» Work to complete: After reading the data, copy it out in full and exactly.

» Entries shown:
++++++++

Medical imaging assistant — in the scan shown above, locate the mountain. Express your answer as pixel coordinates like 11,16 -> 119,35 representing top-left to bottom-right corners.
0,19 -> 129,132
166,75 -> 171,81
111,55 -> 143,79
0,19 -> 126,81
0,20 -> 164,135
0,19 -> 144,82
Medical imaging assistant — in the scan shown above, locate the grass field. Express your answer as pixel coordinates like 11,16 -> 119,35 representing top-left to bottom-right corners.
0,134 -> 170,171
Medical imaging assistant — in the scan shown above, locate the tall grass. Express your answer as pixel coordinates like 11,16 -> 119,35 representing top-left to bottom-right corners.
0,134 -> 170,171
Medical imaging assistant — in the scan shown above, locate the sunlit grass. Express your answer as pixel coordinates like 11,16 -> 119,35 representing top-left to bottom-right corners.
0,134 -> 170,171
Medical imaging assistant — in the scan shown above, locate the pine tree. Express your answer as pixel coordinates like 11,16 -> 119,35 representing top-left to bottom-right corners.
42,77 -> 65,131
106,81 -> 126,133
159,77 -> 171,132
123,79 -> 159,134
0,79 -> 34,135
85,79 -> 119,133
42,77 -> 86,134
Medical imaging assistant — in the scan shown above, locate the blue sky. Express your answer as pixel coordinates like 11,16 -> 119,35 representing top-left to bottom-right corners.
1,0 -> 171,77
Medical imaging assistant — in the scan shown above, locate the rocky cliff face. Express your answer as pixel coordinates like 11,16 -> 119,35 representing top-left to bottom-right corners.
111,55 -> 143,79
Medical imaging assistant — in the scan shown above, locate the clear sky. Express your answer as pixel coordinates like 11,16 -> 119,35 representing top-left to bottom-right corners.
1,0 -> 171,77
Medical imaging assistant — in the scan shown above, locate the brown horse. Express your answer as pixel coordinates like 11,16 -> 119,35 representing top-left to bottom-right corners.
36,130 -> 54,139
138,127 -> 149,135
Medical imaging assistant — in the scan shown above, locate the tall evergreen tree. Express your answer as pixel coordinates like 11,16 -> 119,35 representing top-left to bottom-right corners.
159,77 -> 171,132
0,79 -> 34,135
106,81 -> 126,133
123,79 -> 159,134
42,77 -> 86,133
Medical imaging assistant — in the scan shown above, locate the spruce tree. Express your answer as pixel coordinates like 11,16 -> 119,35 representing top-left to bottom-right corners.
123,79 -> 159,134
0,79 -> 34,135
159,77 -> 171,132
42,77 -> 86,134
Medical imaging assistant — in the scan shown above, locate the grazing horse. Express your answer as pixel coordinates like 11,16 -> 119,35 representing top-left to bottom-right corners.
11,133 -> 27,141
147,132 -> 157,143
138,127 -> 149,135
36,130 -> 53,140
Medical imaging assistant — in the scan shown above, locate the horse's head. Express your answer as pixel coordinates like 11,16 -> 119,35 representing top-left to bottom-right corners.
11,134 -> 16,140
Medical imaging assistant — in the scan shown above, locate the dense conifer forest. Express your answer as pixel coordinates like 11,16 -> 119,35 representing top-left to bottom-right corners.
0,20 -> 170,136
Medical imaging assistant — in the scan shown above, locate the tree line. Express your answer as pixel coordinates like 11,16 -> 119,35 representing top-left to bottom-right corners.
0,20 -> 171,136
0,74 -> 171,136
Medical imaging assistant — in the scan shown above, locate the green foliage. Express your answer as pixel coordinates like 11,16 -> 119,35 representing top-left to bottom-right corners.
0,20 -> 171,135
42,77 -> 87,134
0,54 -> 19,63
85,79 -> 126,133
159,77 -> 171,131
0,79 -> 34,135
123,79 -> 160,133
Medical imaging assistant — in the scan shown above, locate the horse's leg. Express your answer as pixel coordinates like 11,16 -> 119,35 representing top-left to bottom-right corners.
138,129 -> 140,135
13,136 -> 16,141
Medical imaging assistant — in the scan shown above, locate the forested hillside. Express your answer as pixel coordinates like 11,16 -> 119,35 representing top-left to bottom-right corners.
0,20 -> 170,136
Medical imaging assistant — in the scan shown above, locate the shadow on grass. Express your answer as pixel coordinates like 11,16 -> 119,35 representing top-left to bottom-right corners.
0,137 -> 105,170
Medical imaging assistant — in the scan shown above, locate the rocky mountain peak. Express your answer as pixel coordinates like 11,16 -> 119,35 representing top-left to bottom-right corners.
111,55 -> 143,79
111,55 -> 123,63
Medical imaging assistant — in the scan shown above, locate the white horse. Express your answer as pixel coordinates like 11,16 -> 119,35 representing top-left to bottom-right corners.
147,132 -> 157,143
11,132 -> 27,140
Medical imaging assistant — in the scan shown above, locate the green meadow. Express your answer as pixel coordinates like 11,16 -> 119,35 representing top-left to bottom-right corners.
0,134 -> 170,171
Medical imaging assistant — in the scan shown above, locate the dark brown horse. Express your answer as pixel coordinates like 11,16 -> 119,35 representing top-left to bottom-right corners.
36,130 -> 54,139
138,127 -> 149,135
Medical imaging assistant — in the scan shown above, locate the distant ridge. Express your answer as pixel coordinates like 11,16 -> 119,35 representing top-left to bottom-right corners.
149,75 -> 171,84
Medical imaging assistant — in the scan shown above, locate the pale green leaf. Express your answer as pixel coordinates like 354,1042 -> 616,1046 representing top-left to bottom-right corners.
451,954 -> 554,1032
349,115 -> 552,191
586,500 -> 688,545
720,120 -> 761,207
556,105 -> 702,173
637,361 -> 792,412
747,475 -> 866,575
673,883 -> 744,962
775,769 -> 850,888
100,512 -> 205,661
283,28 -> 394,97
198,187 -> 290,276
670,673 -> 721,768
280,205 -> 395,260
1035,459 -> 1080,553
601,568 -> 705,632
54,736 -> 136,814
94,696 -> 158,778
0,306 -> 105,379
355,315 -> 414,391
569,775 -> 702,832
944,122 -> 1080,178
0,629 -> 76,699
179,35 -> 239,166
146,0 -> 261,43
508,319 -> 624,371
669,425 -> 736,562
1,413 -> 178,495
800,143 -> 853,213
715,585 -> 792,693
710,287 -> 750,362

++++++++

» Result for this task:
Medical imaging assistant — in the scan shown above, locate the mountain. Express your answer as pixel coordinates like 11,16 -> 119,35 representing top-left to bottom-right corners.
0,19 -> 129,132
166,75 -> 171,81
111,55 -> 143,79
0,19 -> 126,81
0,20 -> 164,135
0,19 -> 144,82
Medical imaging assistant — in the scan shown above, locate the grass field. Express your answer as pixel coordinates like 11,16 -> 119,35 representing top-left to bottom-right corners.
0,134 -> 170,171
Medical imaging assistant — in the scan shown above, locate the tall grass. Express your answer as pixel coordinates like 11,16 -> 119,35 representing top-left to bottom-right corners.
0,134 -> 170,171
Medical imaging assistant — in the scan shown above, locate the sunlit grass. Express your answer as pixel coordinates like 11,16 -> 119,35 representing top-left to bottom-right corners.
0,134 -> 170,171
Medical imaging assistant — in the scan shown above, locate the pine tree. Express your answer as pixel coordinates like 11,16 -> 119,35 representing top-left to bottom-right corners.
42,77 -> 65,131
106,81 -> 126,133
159,77 -> 171,132
123,79 -> 159,134
0,79 -> 34,135
85,79 -> 119,133
42,77 -> 86,134
Medical imaging assistant — in the scan shown above, locate the blue sky. Express your answer as pixel coordinates like 11,16 -> 119,35 representing top-left to bottom-right corners.
1,0 -> 171,77
Medical imaging assistant — in the scan shown above, locate the rocky cliff face. Express your answer as pixel coordinates like 11,16 -> 119,35 representing top-left to bottom-right corners.
111,55 -> 143,79
Medical imaging assistant — in the scan shown above, locate the clear sky. Express your answer as pixel coordinates like 11,16 -> 119,35 representing top-left to bottom-right corners.
1,0 -> 171,77
Medical imaging assistant — in the scan shown above, locate the brown horse. Express your answer as pixel coordinates like 11,16 -> 119,35 representing top-left to bottom-right corners.
36,130 -> 54,139
138,127 -> 149,135
Medical imaging assistant — in the scan shown above, locate the tall evergreen tree. Express your answer as pixel coordinates like 11,16 -> 119,35 representing top-left to bottom-right corners.
159,77 -> 171,132
0,79 -> 34,135
106,81 -> 126,133
123,79 -> 159,134
42,77 -> 86,133
Medical imaging assistant — in the scan shown above, locate the spruce tree. Express your answer as pixel coordinates like 11,16 -> 119,35 representing top-left to bottom-right corners.
123,79 -> 159,134
0,79 -> 34,135
159,77 -> 171,132
42,77 -> 86,134
Medical imaging assistant — in the scan shown above, locate the grazing horse. Express your answer as pixel coordinates like 11,16 -> 119,35 representing top-left to bottom-right corners.
11,133 -> 27,141
147,132 -> 157,143
138,127 -> 149,135
36,130 -> 53,140
Medical imaging assistant — in the scan shown above, locate the horse's head. Express your answer as pixel coordinates like 11,16 -> 119,35 representing top-left to bottom-right corners.
11,134 -> 16,140
Medical imaging assistant — in the scan shown above, locate the dense conifer forest. Express your answer as pixel coordinates like 11,16 -> 119,35 representing top-left to bottom-right corners.
0,20 -> 170,136
Medical imaging assistant — in the scan shown above, locate the tree line. Express your answer as pixel coordinates like 11,16 -> 119,35 representing top-left to bottom-right corners.
0,20 -> 171,136
0,74 -> 171,136
Medical imaging assistant — in the scan shown above, locate the green foliage. Express your answer as pixel coordinates like 11,16 -> 119,35 representing top-left to bottom-right corners.
0,20 -> 171,135
42,77 -> 87,134
0,54 -> 19,63
85,79 -> 126,133
159,77 -> 171,131
0,79 -> 34,135
123,79 -> 160,133
Medical imaging assistant — in the scan shown above, locate the horse's leg. Express your answer as pixel coordinates like 11,16 -> 119,35 representing top-left to bottom-right corners.
138,129 -> 140,135
13,136 -> 16,141
Medical imaging assistant — in the scan shown above, locate the forested hillside. Express your answer as pixel coordinates like 11,16 -> 119,35 representing top-left to bottom-right corners.
0,20 -> 170,136
Medical imaging assistant — in the scan shown above, locate the shadow on grass. Express your answer as pixel coordinates like 11,16 -> 119,35 representing top-left to bottom-right corners.
0,137 -> 105,170
Medical imaging assistant — in the scan shown above, locate the rocky mountain peak. Express your answer as pixel coordinates like 11,16 -> 119,35 representing top-left to bottom-right corners.
111,55 -> 143,79
111,55 -> 123,63
Medical imaging assistant — in the scan shown above, locate the white horse. Express your answer as pixel coordinates like 11,16 -> 119,35 representing top-left to bottom-right corners.
147,132 -> 157,143
11,132 -> 27,140
Medical imaging assistant — in the scan shown above, locate the green meadow. Express your answer as pixel coordinates like 11,16 -> 119,35 representing top-left to bottom-right corners.
0,134 -> 170,171
Medical imaging assistant — in the scan shown above, locate the dark brown horse. Express your answer as pixel coordinates like 11,16 -> 119,35 representing top-left to bottom-right corners.
36,130 -> 54,139
138,127 -> 149,135
Medical imaging assistant — in the scan shown above, locate the distant ridge. Express your answer as pixel coordinates like 11,16 -> 119,35 representing top-left to bottom-right corners.
149,75 -> 171,84
Medical imaging assistant — in the scan shown above, locate the pale green leaf. Express your answer as pixel coordinates like 354,1042 -> 616,1046 representing top-left to bottom-right corners.
451,954 -> 554,1032
349,115 -> 552,191
586,500 -> 688,545
720,120 -> 761,207
556,105 -> 702,173
637,361 -> 792,412
747,475 -> 866,575
673,883 -> 744,962
775,769 -> 850,888
100,512 -> 205,661
283,28 -> 394,97
198,187 -> 290,276
670,673 -> 721,768
280,205 -> 395,260
1035,459 -> 1080,553
601,568 -> 705,632
54,736 -> 136,814
94,696 -> 158,778
0,306 -> 105,379
355,315 -> 414,391
569,775 -> 702,832
944,122 -> 1080,178
0,629 -> 76,699
179,35 -> 239,166
146,0 -> 261,43
508,319 -> 624,371
669,425 -> 736,562
1,413 -> 178,495
800,143 -> 853,213
715,585 -> 792,693
710,287 -> 750,362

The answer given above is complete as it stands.